[Raw records]

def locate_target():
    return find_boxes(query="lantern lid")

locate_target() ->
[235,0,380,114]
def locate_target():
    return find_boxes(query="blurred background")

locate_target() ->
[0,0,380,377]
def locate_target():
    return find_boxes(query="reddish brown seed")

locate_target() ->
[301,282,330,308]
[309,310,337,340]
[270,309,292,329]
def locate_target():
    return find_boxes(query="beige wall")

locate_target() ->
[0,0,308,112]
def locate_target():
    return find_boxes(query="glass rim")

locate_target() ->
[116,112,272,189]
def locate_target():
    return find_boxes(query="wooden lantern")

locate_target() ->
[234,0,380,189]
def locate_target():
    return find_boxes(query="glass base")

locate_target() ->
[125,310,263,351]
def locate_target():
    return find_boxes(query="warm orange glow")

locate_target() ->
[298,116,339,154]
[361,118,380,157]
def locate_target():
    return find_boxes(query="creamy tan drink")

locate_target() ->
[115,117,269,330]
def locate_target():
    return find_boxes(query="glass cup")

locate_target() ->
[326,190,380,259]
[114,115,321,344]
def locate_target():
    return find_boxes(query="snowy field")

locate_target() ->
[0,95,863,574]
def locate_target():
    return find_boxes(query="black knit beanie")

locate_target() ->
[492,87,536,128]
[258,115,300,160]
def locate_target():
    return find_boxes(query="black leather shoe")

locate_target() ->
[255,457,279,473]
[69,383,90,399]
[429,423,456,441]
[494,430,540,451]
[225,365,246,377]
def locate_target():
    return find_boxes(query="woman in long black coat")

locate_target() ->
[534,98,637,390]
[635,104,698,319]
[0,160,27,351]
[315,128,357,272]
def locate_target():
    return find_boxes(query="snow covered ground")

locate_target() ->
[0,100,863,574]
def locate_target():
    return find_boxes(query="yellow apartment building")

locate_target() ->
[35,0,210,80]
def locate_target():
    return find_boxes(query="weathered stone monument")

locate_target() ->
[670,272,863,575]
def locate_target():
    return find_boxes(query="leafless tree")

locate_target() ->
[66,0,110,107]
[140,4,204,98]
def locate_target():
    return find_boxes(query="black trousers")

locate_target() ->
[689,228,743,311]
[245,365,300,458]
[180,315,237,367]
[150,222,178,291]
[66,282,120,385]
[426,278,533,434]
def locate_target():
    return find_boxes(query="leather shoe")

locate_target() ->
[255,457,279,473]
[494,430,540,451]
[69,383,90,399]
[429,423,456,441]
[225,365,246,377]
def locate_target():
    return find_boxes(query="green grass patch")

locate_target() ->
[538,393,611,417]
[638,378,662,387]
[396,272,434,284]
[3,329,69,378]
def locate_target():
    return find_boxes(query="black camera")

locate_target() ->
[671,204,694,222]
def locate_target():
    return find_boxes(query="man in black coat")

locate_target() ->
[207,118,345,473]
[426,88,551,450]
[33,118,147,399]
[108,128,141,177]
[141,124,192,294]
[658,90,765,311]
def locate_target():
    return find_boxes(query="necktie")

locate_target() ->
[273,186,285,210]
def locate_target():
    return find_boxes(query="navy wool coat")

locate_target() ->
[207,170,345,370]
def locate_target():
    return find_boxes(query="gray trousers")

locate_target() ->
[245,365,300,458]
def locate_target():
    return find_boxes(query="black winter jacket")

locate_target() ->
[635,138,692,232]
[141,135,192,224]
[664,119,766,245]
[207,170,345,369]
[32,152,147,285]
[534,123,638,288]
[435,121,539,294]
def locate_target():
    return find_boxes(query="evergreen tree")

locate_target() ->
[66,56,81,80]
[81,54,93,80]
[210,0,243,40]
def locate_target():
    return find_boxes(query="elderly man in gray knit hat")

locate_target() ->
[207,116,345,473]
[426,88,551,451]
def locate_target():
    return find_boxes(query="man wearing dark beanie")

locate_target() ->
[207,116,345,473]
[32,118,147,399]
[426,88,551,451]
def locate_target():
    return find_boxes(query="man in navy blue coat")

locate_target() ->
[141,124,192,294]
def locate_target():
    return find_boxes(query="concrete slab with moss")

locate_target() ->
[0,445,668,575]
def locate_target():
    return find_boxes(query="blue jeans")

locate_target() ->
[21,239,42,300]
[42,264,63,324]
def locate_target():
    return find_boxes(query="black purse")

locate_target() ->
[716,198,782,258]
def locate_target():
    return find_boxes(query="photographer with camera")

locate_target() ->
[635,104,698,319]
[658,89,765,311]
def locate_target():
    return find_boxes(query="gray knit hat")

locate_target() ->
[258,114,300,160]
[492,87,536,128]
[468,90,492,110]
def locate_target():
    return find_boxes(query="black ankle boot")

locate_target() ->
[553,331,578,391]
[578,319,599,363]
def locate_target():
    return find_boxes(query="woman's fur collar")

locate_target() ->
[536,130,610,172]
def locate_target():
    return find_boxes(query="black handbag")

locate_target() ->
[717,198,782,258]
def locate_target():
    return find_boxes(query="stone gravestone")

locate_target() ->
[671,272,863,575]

---

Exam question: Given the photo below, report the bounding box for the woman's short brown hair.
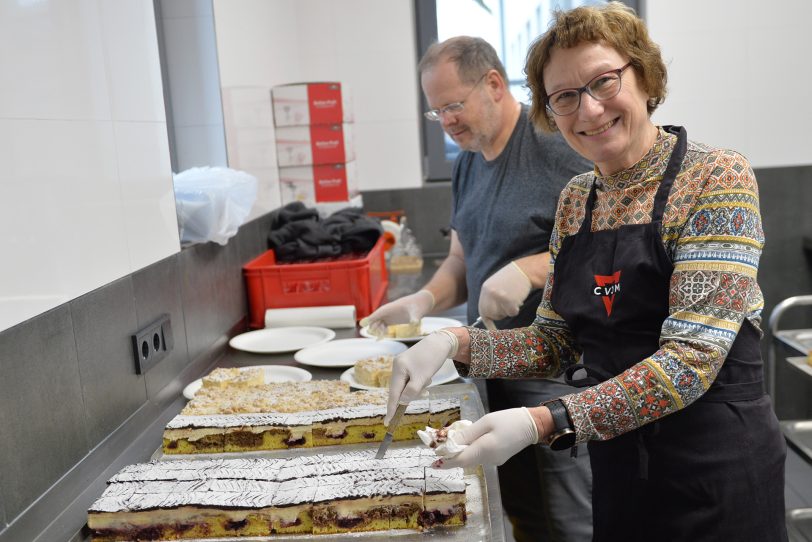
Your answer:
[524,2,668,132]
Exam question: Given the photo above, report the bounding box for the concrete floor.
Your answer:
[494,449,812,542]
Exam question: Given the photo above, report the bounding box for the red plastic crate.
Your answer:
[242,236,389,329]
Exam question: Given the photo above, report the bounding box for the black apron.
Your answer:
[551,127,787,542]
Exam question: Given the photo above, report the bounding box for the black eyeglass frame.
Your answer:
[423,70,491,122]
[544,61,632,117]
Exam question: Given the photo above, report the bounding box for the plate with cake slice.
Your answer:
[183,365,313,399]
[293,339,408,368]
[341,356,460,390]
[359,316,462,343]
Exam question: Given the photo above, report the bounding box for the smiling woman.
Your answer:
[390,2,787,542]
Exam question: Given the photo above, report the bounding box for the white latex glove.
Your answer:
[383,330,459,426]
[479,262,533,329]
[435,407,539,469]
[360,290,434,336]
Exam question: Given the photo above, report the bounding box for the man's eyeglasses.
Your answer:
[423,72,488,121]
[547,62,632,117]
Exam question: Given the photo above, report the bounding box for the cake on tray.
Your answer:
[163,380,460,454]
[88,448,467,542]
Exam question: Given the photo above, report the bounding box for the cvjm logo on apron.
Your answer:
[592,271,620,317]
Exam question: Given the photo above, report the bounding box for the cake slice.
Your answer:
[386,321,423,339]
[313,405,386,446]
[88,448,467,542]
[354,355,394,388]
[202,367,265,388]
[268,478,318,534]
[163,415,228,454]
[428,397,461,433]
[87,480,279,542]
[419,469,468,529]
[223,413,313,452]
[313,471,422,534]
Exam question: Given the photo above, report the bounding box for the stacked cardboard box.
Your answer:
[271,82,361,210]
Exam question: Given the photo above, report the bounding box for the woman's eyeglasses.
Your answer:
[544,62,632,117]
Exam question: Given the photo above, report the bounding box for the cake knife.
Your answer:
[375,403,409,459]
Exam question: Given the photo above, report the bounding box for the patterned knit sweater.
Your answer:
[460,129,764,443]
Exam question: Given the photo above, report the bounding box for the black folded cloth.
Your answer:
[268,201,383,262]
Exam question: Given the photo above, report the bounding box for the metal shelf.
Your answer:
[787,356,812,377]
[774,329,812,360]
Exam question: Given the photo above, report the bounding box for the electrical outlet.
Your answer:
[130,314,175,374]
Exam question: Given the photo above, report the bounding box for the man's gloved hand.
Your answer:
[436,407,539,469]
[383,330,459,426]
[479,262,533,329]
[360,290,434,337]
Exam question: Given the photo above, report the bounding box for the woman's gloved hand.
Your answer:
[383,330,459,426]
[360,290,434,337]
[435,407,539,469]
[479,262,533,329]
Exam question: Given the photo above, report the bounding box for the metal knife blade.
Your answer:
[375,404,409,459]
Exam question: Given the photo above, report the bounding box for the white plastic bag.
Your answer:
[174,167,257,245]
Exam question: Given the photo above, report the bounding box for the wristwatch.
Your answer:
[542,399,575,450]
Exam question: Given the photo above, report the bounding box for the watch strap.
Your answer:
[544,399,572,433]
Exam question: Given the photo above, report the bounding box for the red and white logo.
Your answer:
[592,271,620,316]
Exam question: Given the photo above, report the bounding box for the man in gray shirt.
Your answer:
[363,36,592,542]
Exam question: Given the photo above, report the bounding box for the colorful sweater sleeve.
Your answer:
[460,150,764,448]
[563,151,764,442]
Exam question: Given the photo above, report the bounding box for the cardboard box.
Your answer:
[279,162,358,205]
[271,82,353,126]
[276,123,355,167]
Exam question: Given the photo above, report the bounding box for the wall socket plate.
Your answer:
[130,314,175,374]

--

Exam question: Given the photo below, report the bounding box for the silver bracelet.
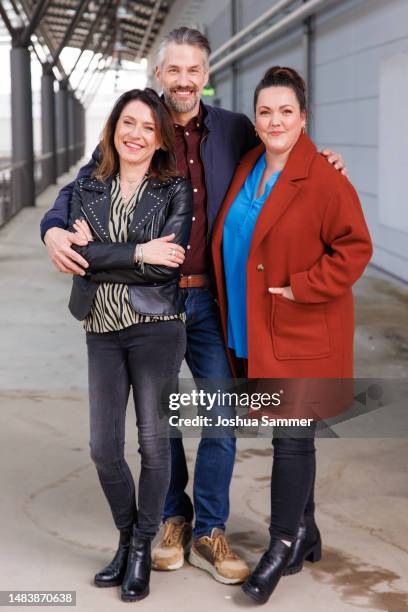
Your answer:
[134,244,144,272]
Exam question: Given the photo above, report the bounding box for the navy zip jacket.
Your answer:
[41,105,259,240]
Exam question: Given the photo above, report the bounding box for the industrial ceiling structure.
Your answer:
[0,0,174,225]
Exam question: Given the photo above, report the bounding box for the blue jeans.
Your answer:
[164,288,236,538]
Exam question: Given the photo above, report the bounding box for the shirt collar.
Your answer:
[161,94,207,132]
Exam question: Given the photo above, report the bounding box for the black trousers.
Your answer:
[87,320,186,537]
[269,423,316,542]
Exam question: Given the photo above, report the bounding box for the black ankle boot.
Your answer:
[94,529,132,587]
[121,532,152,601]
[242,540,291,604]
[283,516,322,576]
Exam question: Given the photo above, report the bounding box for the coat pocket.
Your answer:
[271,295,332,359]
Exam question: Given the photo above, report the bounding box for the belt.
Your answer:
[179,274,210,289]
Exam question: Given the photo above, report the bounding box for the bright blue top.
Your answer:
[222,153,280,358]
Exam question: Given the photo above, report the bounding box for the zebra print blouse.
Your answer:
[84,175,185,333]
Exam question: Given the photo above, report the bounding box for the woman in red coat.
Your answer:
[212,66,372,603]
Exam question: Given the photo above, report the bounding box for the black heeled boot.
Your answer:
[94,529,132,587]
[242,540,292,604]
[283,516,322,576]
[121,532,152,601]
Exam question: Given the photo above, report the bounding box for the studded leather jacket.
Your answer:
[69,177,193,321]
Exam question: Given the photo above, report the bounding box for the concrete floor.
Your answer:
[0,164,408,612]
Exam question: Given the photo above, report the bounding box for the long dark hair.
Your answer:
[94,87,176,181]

» WHAT IS EXPECTED
Copy the part that opens with the line containing "black eyeglass frame." and closes with the line containing "[360,290,434,336]", renaming "Exam question" to "Test question" throughout and leaving everything else unchanged.

» OUTPUT
Test question: Given the photo above, report the bounding box for the black eyeglass frame.
Your answer:
[423,70,491,122]
[544,61,632,117]
Test question: Given the photo above, report the bounding box for the plate with cake slice.
Your answer:
[183,365,313,399]
[293,339,408,368]
[341,356,460,390]
[359,316,462,343]
Test question: Given the photo above, report the bounding box for the smiling woman.
Your answer:
[390,2,787,542]
Test question: Given the photo above, report the bounding box for the white latex glove.
Your answer:
[383,330,459,426]
[479,262,533,329]
[435,407,539,469]
[360,290,434,336]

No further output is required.